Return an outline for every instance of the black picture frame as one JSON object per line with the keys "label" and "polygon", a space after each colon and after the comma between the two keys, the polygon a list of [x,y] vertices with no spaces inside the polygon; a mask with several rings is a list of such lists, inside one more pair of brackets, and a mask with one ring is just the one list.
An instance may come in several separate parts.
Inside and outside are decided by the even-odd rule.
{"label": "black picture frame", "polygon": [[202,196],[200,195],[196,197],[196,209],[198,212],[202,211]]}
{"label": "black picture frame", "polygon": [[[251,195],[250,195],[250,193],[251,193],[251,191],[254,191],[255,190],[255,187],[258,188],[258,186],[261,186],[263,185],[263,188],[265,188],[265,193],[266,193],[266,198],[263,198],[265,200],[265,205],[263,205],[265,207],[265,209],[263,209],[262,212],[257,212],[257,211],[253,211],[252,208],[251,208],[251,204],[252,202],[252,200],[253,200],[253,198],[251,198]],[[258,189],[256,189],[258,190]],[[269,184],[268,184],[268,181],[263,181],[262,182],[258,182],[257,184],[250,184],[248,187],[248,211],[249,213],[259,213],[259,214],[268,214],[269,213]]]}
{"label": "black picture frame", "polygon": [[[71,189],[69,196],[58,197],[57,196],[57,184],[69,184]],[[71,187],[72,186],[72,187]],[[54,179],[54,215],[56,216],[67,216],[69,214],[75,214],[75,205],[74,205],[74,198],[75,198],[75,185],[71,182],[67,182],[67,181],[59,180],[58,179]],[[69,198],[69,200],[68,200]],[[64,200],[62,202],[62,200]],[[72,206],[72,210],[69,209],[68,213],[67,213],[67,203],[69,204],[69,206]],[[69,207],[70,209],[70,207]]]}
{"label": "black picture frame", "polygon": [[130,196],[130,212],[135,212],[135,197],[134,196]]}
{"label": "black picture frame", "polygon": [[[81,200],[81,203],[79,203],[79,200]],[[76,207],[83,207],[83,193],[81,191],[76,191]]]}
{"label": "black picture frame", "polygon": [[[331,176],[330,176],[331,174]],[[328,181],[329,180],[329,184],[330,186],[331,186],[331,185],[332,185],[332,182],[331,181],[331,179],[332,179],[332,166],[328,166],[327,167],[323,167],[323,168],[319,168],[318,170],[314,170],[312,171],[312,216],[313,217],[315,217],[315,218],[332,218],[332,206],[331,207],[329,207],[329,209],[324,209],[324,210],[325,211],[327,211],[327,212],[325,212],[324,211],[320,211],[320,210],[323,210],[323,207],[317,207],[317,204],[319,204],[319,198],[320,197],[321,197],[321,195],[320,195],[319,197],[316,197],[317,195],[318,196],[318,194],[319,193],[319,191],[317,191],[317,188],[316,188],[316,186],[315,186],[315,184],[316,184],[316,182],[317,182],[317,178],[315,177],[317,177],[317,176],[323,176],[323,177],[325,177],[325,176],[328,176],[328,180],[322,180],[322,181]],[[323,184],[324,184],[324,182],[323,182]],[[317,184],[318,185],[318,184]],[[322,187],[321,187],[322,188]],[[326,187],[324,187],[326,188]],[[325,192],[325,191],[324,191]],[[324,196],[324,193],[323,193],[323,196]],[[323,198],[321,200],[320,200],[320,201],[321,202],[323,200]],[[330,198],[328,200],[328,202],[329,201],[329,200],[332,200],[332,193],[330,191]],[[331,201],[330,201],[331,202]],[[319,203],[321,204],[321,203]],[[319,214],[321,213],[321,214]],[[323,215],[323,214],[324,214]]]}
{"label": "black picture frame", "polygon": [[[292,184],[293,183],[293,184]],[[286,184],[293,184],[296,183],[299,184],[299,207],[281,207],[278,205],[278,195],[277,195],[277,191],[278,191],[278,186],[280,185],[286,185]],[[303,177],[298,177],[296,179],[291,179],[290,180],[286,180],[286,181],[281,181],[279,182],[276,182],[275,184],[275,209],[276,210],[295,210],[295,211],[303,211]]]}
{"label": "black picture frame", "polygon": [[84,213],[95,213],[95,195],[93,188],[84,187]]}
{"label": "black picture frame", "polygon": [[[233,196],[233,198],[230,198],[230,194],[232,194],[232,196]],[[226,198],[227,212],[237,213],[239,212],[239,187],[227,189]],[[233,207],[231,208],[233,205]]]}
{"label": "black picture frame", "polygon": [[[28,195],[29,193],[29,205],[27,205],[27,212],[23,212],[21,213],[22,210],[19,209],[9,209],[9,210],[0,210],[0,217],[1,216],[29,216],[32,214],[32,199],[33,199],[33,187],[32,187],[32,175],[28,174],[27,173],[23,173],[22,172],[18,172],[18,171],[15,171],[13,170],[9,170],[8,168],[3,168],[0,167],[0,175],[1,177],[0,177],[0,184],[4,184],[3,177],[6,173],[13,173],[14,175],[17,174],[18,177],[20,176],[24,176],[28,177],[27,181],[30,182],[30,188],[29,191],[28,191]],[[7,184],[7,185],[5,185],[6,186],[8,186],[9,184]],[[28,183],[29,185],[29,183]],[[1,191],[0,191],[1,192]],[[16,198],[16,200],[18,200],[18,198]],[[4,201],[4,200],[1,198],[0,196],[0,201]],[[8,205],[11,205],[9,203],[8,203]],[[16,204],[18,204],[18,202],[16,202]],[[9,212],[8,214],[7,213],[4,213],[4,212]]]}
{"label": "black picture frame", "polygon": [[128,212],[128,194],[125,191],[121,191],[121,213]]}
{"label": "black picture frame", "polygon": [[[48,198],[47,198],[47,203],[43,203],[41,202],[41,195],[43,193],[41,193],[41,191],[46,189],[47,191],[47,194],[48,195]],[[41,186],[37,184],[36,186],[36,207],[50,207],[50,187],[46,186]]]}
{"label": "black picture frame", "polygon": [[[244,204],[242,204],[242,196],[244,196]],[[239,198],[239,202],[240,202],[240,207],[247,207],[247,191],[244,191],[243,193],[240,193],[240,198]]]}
+ + + + + + +
● **What you need to do**
Reproduce the entries above, swapping "separate parts" for "disconnected pieces" and leaving everything else as it is.

● **Exercise response**
Return an outline for every instance of the black picture frame as one JSON object per line with the keys "label" and "polygon", a space after each colon and after the comma between the two keys, the polygon a list of [x,y] vertices with no spaces inside the polygon; a mask with several rings is a list of such lists, inside one more pair of brackets, and a mask with one ring is just the one list.
An instance may come in several disconnected pieces.
Inside and outside are decided by the even-odd rule.
{"label": "black picture frame", "polygon": [[202,196],[200,195],[196,197],[196,209],[198,212],[202,211]]}
{"label": "black picture frame", "polygon": [[[251,195],[250,195],[250,193],[251,193],[251,191],[254,191],[255,190],[255,187],[258,188],[258,186],[261,186],[263,185],[263,188],[265,188],[265,193],[266,193],[266,198],[263,198],[265,200],[265,205],[263,205],[265,207],[265,209],[263,209],[262,212],[257,212],[257,211],[253,211],[252,208],[251,208],[251,204],[252,202],[252,200],[253,200],[253,198],[251,198]],[[258,189],[256,189],[258,190]],[[269,184],[268,184],[268,181],[263,181],[262,182],[258,182],[257,184],[250,184],[248,187],[248,211],[249,213],[259,213],[259,214],[268,214],[269,213]]]}
{"label": "black picture frame", "polygon": [[[71,189],[69,196],[58,197],[57,196],[57,184],[69,184]],[[71,187],[72,186],[72,187]],[[54,179],[54,215],[56,216],[67,216],[69,214],[75,214],[75,205],[74,205],[74,198],[75,198],[75,185],[71,182],[67,182],[67,181],[59,180],[58,179]],[[69,198],[69,200],[68,200]],[[64,200],[62,202],[62,200]],[[72,206],[72,210],[69,209],[68,213],[67,213],[67,203],[69,204],[69,206]],[[69,207],[70,209],[70,207]]]}
{"label": "black picture frame", "polygon": [[130,196],[130,212],[135,212],[135,197],[134,196]]}
{"label": "black picture frame", "polygon": [[[81,200],[81,203],[79,203],[79,200]],[[76,207],[83,207],[83,193],[81,191],[76,191]]]}
{"label": "black picture frame", "polygon": [[[331,176],[330,176],[331,174]],[[328,181],[329,180],[329,184],[330,186],[331,186],[331,185],[332,185],[332,182],[331,181],[331,179],[332,179],[332,166],[328,166],[327,167],[323,167],[323,168],[319,168],[318,170],[314,170],[312,171],[312,216],[313,217],[315,217],[315,218],[332,218],[332,206],[331,207],[329,207],[329,209],[324,209],[324,210],[325,211],[327,211],[327,212],[325,212],[324,211],[320,211],[320,210],[323,210],[323,207],[317,207],[317,204],[319,204],[319,198],[320,197],[321,197],[321,195],[320,195],[319,197],[316,197],[317,195],[318,196],[318,194],[319,193],[319,191],[317,191],[317,188],[316,188],[316,186],[315,186],[315,184],[316,184],[316,182],[317,182],[317,178],[315,177],[317,177],[317,176],[323,176],[323,177],[325,177],[325,176],[328,176],[328,180],[322,180],[322,181]],[[323,184],[324,184],[324,182],[323,182]],[[317,184],[318,185],[318,184]],[[322,187],[321,187],[322,188]],[[326,187],[324,187],[326,188]],[[325,192],[325,191],[324,191]],[[324,196],[324,193],[323,193],[323,196]],[[323,198],[321,200],[320,200],[320,201],[321,202],[323,200]],[[330,198],[328,200],[328,202],[329,201],[329,200],[332,200],[332,193],[330,191]],[[331,201],[330,201],[331,202]],[[319,203],[321,204],[321,203]],[[319,214],[321,213],[321,214]],[[323,215],[323,214],[324,214]]]}
{"label": "black picture frame", "polygon": [[[292,184],[293,183],[293,184]],[[286,184],[293,184],[296,183],[299,184],[299,207],[281,207],[278,205],[278,195],[277,195],[277,191],[278,191],[278,186],[280,185],[286,185]],[[303,177],[298,177],[296,179],[291,179],[290,180],[286,180],[286,181],[281,181],[279,182],[276,182],[275,184],[275,209],[276,210],[295,210],[295,211],[303,211]]]}
{"label": "black picture frame", "polygon": [[84,213],[95,213],[95,195],[93,188],[84,187]]}
{"label": "black picture frame", "polygon": [[[233,196],[233,198],[230,198],[230,194],[232,194],[232,196]],[[226,198],[227,212],[237,213],[239,212],[239,187],[227,189]],[[233,207],[231,208],[233,205]]]}
{"label": "black picture frame", "polygon": [[[28,195],[29,193],[29,205],[27,205],[27,212],[23,212],[21,213],[22,210],[19,209],[9,209],[9,210],[0,210],[0,217],[1,216],[29,216],[32,214],[32,199],[33,199],[33,187],[32,187],[32,175],[28,174],[27,173],[23,173],[22,172],[18,172],[18,171],[15,171],[13,170],[9,170],[8,168],[3,168],[0,167],[0,175],[1,177],[0,177],[0,184],[4,184],[3,177],[6,173],[13,173],[14,175],[17,174],[18,177],[20,176],[24,176],[28,177],[27,181],[30,182],[30,188],[29,191],[28,191]],[[7,184],[7,185],[5,185],[6,186],[8,186],[9,184]],[[28,183],[29,185],[29,183]],[[1,191],[0,191],[1,192]],[[16,198],[16,200],[18,200],[18,198]],[[4,201],[4,200],[1,198],[0,196],[0,201]],[[8,205],[11,205],[9,203],[8,203]],[[16,204],[18,204],[18,202],[16,202]],[[9,212],[8,214],[7,213],[4,213],[4,212]]]}
{"label": "black picture frame", "polygon": [[128,212],[128,194],[125,191],[121,191],[121,213]]}
{"label": "black picture frame", "polygon": [[[48,198],[47,198],[47,203],[43,203],[41,202],[41,195],[43,193],[41,193],[41,191],[46,189],[47,191],[47,194],[48,195]],[[41,186],[37,184],[36,186],[36,207],[50,207],[50,187],[46,186]]]}
{"label": "black picture frame", "polygon": [[[244,204],[242,204],[242,196],[244,196]],[[239,198],[239,202],[240,202],[240,207],[247,207],[247,191],[244,191],[243,193],[240,193],[240,198]]]}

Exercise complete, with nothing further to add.